= Recorded data =
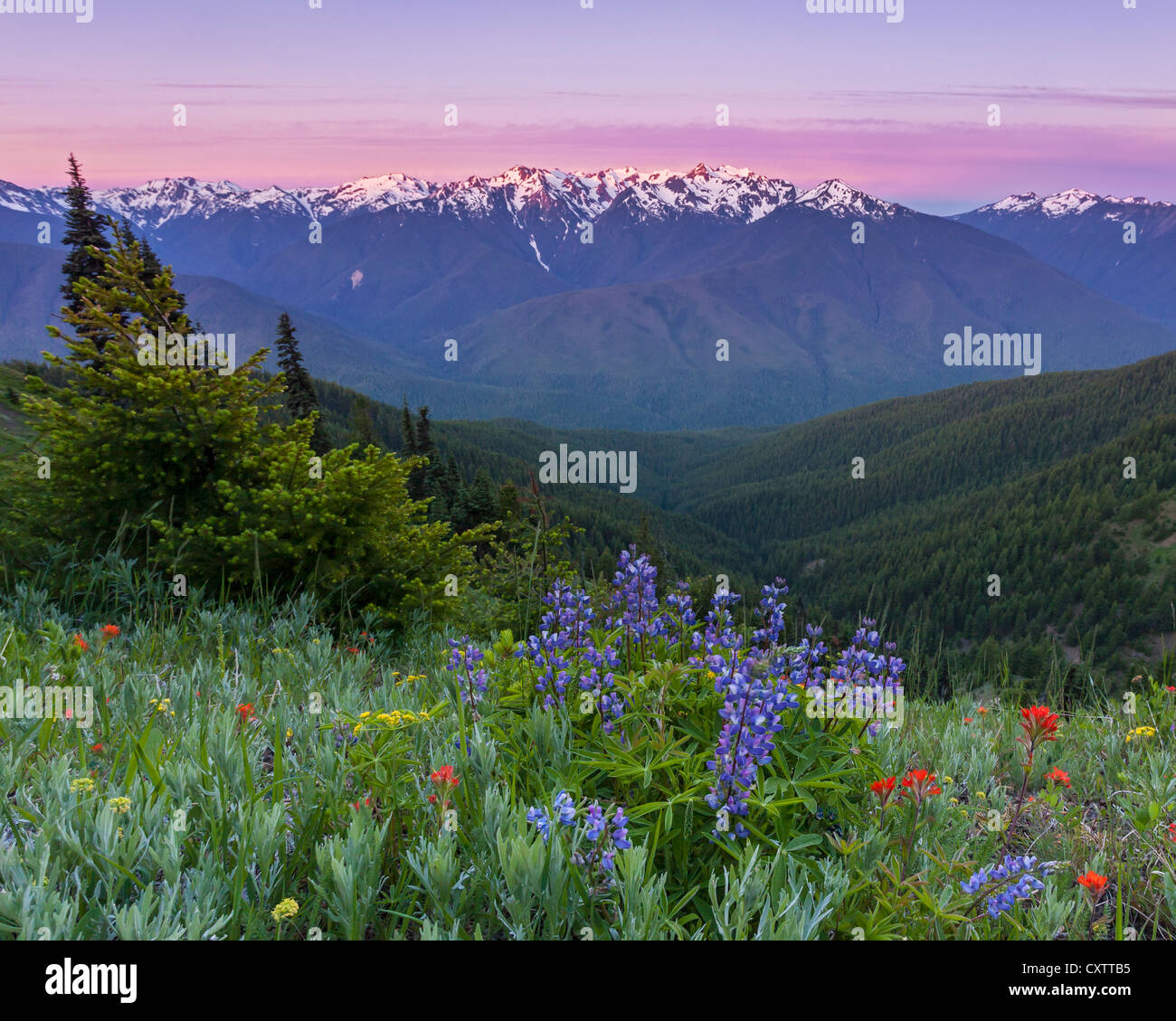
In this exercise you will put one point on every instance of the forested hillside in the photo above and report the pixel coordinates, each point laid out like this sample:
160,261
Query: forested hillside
1024,479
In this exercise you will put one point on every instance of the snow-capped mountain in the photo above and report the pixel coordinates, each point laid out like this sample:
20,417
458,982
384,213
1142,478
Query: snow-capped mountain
1070,203
841,200
525,193
1124,249
557,321
728,192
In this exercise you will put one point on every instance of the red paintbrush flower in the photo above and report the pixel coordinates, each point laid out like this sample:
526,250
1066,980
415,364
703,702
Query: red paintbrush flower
1094,884
445,777
1058,777
883,789
920,785
1038,724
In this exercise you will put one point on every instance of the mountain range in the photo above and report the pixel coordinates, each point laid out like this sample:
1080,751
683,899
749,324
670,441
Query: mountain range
612,297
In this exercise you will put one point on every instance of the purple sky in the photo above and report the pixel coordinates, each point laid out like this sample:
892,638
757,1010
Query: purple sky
280,93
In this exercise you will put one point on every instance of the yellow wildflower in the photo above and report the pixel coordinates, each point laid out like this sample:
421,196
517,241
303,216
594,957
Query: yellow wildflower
285,910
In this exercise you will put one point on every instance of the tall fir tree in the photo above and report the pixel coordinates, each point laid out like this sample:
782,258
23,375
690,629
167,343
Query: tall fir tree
422,477
301,400
407,432
83,231
363,426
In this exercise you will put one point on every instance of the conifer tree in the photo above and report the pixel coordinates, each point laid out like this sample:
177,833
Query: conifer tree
83,231
363,427
301,400
407,433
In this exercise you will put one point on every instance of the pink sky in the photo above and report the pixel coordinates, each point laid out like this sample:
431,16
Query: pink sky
279,93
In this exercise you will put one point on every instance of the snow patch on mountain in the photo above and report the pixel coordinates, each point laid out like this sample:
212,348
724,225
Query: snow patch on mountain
841,200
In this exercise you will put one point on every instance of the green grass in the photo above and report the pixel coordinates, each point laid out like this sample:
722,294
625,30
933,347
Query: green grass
230,812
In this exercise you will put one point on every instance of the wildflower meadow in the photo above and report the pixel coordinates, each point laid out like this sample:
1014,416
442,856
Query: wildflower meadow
640,767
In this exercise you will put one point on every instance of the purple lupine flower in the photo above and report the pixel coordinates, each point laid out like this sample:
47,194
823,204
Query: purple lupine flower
620,830
635,595
540,818
595,822
564,808
471,684
752,711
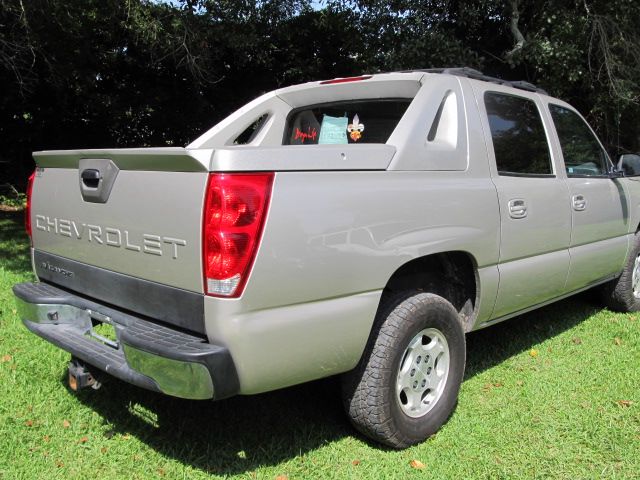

= Brief =
Give the lines from the one holding "of the pink" through the end of the data, inclusive, as a Markdown table with the columns Row and Line. Put each line's number in Row and its text in Line, and leave out blank lines and pictures.

= Correct output =
| Row | Line |
|---|---|
| 1 | In this exercise you will put one point on every instance of the pink sky in the photo above and report the pixel coordinates, each point laid out like this sample: |
| 2 | 431,16 |
| 3 | Query: pink sky |
| 4 | 279,93 |
| 5 | In this exercise you will put one point on every instance of the snow patch on mountain in the photo above and report the pixel coordinates, each point laid out like this sample: |
| 6 | 212,348 |
| 7 | 724,225 |
| 8 | Query: snow patch on mountain |
| 9 | 841,200 |
| 10 | In this exercise you will put one point on every instance of the green grass in the photo above and report the pixel coordinates, each point laid out like this sample: |
| 11 | 722,294 |
| 12 | 625,30 |
| 13 | 933,347 |
| 14 | Query: green grass |
| 15 | 230,812 |
| 16 | In this exercise you will put one point on every instance of the wildflower meadow in the photo above and report the pixel coordinates, each point laid out like this sample: |
| 17 | 1014,416 |
| 18 | 442,856 |
| 19 | Query: wildflower meadow |
| 20 | 640,767 |
| 21 | In this exercise you will put one point on every instance of the purple lupine flower in the photo above and report the pixel coordinates, each point laid out like this sample: |
| 22 | 47,194 |
| 23 | 823,204 |
| 24 | Query: purple lupine flower |
| 25 | 620,830 |
| 26 | 635,595 |
| 27 | 540,818 |
| 28 | 595,822 |
| 29 | 564,808 |
| 30 | 471,684 |
| 31 | 752,711 |